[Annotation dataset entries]
..............................

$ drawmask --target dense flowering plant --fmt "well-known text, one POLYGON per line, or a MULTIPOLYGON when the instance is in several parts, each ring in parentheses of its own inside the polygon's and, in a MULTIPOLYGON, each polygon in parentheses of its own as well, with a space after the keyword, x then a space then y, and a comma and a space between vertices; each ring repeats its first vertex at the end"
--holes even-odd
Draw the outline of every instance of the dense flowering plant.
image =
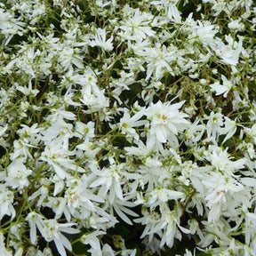
POLYGON ((4 0, 0 255, 256 255, 256 2, 4 0))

..............................

* _PROBLEM TO SOLVE_
Lay out the rows above as a JSON list of strings with one string per line. Skip blank lines and leave the pictures out.

* _RESPONSE TO THIS EXERCISE_
[
  "$ drawmask --target dense flowering plant --fmt \"well-known text, one POLYGON per line, or a MULTIPOLYGON when the instance is in several parts, each ring in parentheses of its own inside the polygon's and, in a MULTIPOLYGON, each polygon in parentheses of its own as well, with a space after the keyword, x then a space then y, and a comma and a space between vertices; each ring repeats its first vertex at the end\"",
  "--holes even-odd",
  "Draw the outline of every instance of the dense flowering plant.",
  "image =",
  "POLYGON ((4 0, 0 255, 256 255, 256 2, 4 0))"
]